* DOCUMENT TEXT
========================================

We knew at some point we’d have to configure our own toolchain, but we also knew it wouldn’t be easy.

Why is it this difficult?#

Bazel toolchains are quite powerful, and with great power comes great complexity. Traditionally, a C/C++ toolchain in Bazel is expected to be declared in Starlark rather than BUILD files, which makes them a little harder to find and read. Also, there’s documentation fragmentation around Bazel’s toolchain API that can make it difficult to understand how all the moving pieces of toolchains interact. For years there was a distinct lack of good examples to learn from, too. Setting up a simple, custom toolchain isn’t necessarily a lot of typing, but it’s surprisingly difficult because of the sheer amount of Bazel implementation details and behaviors you must first understand.

We looked into declaring a custom C++ toolchain in the early days of Pigweed’s Bazel build, but quickly realized it would be quite a chore. What we didn’t realize was that this would turn out to be a problem that would take much design and discussion over the course of multiple years.

The journey begins#

The early origins of this story are really thanks to Nathaniel Brough, who was one of Pigweed’s first community contributors and an original pioneer of Pigweed’s Bazel build. Nat put together a Bazel toolchain definition that Pigweed adopted and used until late 2023. This allowed us to build Pigweed using a consistent version of clang, but wasn’t quite perfect. The initial toolchain Nat put together got us off the ground, but came with a few limitations:

  • Configurability was limited. Pigweed didn’t have quite as much control over flags as we wanted.

  • The declared toolchain configuration was quite rigid, so it was difficult to adjust or adapt to different sysroots or compilers.

  • The most significant limitation, though, was that it wasn’t configurable enough to scalably support targeting many different embedded MCUs in a flexible way.

Nat went back to the drawing board, and started drafting out modular_cc_toolchains. This proposal promised much more modular building blocks that would provide more direct access to the underlying constructs exposed by Bazel for defining a modular toolchain.

Pigweed’s first attempt at modular toolchains#

In mid-2023 I was passed the ball for conclusively solving Pigweed’s Bazel C/C++ toolchain problems. I had previously spent a lot of time in Pigweed’s GN build maintaining toolchain integration, so I was relatively familiar with what went well and what didn’t. I dove into Bazel with a naive vision: make declaring a toolchain as simple as listing a handful of tools and an assortment of ordered, groupable flags:

pw_cc_toolchain(
   name = "host_toolchain",
   cc = "@llvm_clang//:bin/clang",
   cxx = "@llvm_clang//:bin/clang++",
   ld = "@llvm_clang//:bin/clang++",
   flags = [
      ":cpp_version",
      ":size_optimized",
   ]
)

pw_cc_flags(
   name = "cpp_version",
   copts = ["-std=c++17"],
)

pw_cc_flags(
   name = "size_optimized",
   copts = ["-Os"],
   linkopts = ["-Os"],
)

This approach brought a few major improvements:

  • Pigweed (and downstream projects) could now declare toolchains quite easily.

  • We were able to make Bazel use the clang/llvm toolchain binaries that we host in CIPD.

The big drawback with this approach was that it obscured a lot of Bazel’s toolchain complexity in a way that limited Pigweed’s ability to cleanly and modularly introduce fixes.

========================================

* EXTRACTED RECORDS
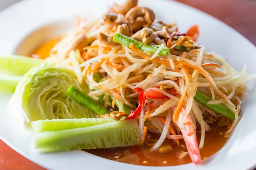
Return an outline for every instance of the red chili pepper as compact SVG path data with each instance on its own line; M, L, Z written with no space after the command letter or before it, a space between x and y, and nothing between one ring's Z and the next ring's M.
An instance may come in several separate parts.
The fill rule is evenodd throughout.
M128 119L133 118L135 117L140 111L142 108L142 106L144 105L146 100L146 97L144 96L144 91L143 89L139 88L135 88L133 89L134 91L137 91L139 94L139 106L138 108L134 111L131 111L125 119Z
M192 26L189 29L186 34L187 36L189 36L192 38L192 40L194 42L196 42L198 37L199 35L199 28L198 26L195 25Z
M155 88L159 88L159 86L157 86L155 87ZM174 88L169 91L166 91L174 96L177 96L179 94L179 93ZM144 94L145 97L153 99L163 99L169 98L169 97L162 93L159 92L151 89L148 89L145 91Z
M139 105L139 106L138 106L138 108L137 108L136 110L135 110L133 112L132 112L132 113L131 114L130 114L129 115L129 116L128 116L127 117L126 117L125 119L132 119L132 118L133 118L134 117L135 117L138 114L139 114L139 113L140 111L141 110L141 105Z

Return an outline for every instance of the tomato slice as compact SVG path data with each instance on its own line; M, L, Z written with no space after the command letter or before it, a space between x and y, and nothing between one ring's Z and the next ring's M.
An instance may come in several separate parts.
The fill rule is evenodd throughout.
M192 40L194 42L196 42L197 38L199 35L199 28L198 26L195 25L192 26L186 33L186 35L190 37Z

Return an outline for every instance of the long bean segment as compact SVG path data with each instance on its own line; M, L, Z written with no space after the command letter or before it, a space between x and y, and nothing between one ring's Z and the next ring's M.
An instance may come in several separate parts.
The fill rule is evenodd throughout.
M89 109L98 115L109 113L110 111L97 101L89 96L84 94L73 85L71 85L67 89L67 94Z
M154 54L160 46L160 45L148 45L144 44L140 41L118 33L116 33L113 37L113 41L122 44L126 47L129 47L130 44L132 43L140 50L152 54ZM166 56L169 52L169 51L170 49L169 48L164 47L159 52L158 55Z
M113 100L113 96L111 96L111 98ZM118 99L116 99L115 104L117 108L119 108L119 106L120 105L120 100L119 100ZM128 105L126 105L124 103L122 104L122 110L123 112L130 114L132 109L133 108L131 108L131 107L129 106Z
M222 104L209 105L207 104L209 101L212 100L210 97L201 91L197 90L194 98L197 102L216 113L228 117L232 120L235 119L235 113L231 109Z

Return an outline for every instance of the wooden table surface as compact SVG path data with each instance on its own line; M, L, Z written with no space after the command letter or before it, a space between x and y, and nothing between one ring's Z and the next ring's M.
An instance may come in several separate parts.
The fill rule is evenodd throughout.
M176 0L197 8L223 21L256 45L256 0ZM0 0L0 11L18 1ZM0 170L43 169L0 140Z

========================================

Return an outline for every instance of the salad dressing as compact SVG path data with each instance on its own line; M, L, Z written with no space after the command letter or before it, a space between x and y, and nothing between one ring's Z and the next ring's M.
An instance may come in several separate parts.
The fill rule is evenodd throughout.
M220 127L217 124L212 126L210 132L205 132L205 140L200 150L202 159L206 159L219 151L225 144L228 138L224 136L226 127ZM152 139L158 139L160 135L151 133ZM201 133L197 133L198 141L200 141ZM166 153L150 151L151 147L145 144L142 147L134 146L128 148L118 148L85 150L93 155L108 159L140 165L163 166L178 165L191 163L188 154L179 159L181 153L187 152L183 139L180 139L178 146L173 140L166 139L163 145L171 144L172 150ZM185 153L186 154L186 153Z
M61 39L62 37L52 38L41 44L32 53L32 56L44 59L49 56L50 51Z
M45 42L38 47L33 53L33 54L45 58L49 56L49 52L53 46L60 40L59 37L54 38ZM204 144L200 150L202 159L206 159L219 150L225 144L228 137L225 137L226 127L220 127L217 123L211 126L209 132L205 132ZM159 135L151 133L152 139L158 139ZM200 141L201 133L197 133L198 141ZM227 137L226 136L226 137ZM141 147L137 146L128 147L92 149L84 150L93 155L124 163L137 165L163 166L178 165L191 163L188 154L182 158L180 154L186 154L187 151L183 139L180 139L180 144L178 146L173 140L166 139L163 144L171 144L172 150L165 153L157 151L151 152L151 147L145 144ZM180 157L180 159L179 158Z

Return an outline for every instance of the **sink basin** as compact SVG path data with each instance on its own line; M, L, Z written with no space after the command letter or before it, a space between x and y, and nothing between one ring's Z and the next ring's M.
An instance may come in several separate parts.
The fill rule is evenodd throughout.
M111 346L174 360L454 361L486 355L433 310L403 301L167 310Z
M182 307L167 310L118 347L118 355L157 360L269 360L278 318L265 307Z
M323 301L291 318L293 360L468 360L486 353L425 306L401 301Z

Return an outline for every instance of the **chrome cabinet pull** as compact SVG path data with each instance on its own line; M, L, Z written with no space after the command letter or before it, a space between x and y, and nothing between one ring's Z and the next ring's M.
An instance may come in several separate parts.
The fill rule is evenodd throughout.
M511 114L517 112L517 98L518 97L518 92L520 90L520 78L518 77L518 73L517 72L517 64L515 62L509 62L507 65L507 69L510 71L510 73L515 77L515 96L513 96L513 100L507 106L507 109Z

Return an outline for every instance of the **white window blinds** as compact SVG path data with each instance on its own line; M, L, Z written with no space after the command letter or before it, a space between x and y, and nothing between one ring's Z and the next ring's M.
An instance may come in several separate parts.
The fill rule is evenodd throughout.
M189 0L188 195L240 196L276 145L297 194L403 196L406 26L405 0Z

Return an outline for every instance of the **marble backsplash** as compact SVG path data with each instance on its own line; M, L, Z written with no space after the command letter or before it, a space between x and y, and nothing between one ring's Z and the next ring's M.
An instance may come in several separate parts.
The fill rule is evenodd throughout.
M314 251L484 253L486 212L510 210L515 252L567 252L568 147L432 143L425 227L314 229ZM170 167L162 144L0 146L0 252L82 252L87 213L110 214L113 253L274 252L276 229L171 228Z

========================================

* EXERCISE TASKS
1 – In the text about Pigweed's Bazel C/C++ toolchain, condense the paragraph beginning "Bazel toolchains are quite powerful" into a short bulleted list that keeps its main facts.
2 – Carry on the text about Pigweed's Bazel C/C++ toolchain, starting after its final sentence.
The rows above come from a source separate from the text about Pigweed's Bazel C/C++ toolchain.

* WRITTEN RESPONSES
1 –
- Bazel toolchains are powerful but complex.
- C/C++ toolchains are traditionally declared in Starlark rather than BUILD files, which makes them harder to find and read.
- Documentation for Bazel's toolchain API is fragmented, so it is hard to see how the parts of a toolchain interact.
- For years there were few good examples to learn from.
- A simple custom toolchain does not take much typing, but it is hard to set up because you first need to understand many Bazel implementation details and behaviors.

2 –
Making it official#

With the learnings from my first attempt, I went back over Nat’s work for modular_cc_toolchains, and set out authoring 0113: Add modular Bazel C/C++ toolchain API. There were some discussions on this API, and the upstream Bazel owners of Bazel’s C/C++ rules (rules_cc) expressed interest in the work too. Eventually, the SEED was approved, and landed largely as described. This toolchain API checked the critical boxes for Pigweed: we could now declare toolchains in a scalable, modular way!

The only major remaining wart was handling of toolchain features and action names: Pigweed didn’t try to innovate in this area as a first pass. The primary reasoning behind this was we quickly learned that part of our advice would be to recommend against a large proliferation of toolchain features. Still there was room for improvement, especially since specifying action names on a flag set was a little unwieldy:

load(
   "@pw_toolchain//cc_toolchain:defs.bzl",
   "pw_cc_flag_set",
   "ALL_CPP_COMPILER_ACTIONS",
   "ALL_C_COMPILER_ACTIONS",
)

pw_cc_flag_set(
   name = "werror",
   # These symbols have to be `load()`ed since they're string lists.
   actions = ALL_CPP_COMPILER_ACTIONS + ALL_C_COMPILER_ACTIONS,
   flags = [
      "-Werror",
   ],
)

This work caught the eye of Matt Stark, who was interested in building out toolchains for ChromeOS. He noticed these shortcomings, and put in a lot of work to make these types type-safe by changing them to also be provided through build rules:

load("@pw_toolchain//cc_toolchain:defs.bzl", "pw_cc_flag_set")

pw_cc_flag_set(
   name = "werror",
   # Much nicer!
   actions = [
      "@pw_toolchain//actions:all_c_compiler_actions",
      "@pw_toolchain//actions:all_cpp_compiler_actions",
   ],
   flags = [
      "-Werror",
   ],
)

There were a few other changes along the way to support these kinds of expressions, but by and large the toolchain API has served Pigweed quite well; it allowed us to finally close out many bugs strewn about the codebase that said things along the lines of “TODO: someday this should live in a toolchain”. We even used it when setting up initial Bazel support for the Raspberry Pi Pico SDK, and the only changes required were a few tweaks to the toolchain template build files to get it working on Windows for the first time.

Making it SUPER official#

As Matt finished out his improvements to Pigweed’s toolchain rules, he posed the question we’d previously considered: could this work just live in rules_cc, the source of truth for Bazel’s C/C++ rules? We were optimistic, and reached out again to the owners. The owners of rules_cc enthusiastically gave us the green light, and Matt took Pigweed’s Bazel C/C++ toolchain constructs and began the process of upstreaming the work to rules_cc. There have been some changes along the way (particularly with naming), but they’ve been part of an effort to be more forward-looking about guiding the future of the underlying constructs.

Try it out!#

These rules were initially launched in rules_cc v0.0.10, and have since received a slew of updates, improvements, and most importantly documentation/examples. Today, we’re ready to more broadly encourage projects to try out the new work. We hope that these rules will become the preferred foundations for declaring C/C++ toolchains in Bazel. We’re excited to see how the wider Bazel community expands on these foundational building blocks!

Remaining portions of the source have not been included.